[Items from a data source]
## Begin

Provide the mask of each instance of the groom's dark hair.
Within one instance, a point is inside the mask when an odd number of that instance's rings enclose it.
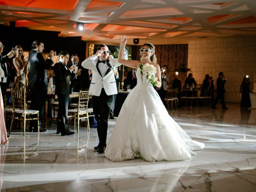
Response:
[[[103,47],[107,47],[108,48],[108,47],[105,44],[102,44],[101,45],[100,45],[98,46],[98,47],[97,48],[97,50],[100,50],[101,49],[101,48]]]

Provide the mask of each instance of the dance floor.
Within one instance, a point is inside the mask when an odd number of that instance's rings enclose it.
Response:
[[[206,147],[192,159],[112,162],[93,150],[96,129],[57,135],[56,124],[38,134],[10,135],[1,145],[1,191],[255,192],[256,110],[183,108],[170,114]],[[110,120],[108,138],[115,120]],[[72,125],[70,126],[70,130]]]

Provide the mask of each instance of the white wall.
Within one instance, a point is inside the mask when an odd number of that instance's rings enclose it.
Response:
[[[219,72],[222,71],[227,79],[226,101],[240,102],[239,88],[244,76],[249,75],[251,90],[256,80],[254,76],[256,74],[256,37],[190,42],[188,68],[191,68],[198,84],[202,84],[206,74],[212,76],[216,83]]]

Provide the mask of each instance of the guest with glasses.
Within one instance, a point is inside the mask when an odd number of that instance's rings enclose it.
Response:
[[[1,86],[1,90],[3,97],[4,98],[7,88],[7,85],[8,83],[8,77],[9,76],[9,72],[10,70],[9,66],[6,63],[9,58],[11,58],[14,55],[14,52],[12,50],[9,52],[8,54],[4,56],[2,56],[2,54],[4,50],[4,46],[2,43],[2,40],[0,40],[0,63],[1,67],[4,72],[4,76],[1,78],[2,81],[0,82]]]
[[[124,88],[126,90],[128,88],[132,89],[137,84],[137,78],[136,77],[137,69],[133,68],[132,70],[128,72],[127,76],[124,83]],[[128,86],[128,87],[127,86]],[[130,88],[129,88],[130,87]]]
[[[28,58],[22,59],[23,49],[21,45],[16,45],[14,48],[16,56],[13,58],[13,64],[16,72],[16,79],[14,87],[16,89],[26,89],[28,79]]]

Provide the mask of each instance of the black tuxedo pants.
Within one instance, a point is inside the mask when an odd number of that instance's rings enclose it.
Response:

## End

### Exercise instructions:
Count the lines in the items above that contain the string "Provide". Give only the number.

### The reply:
5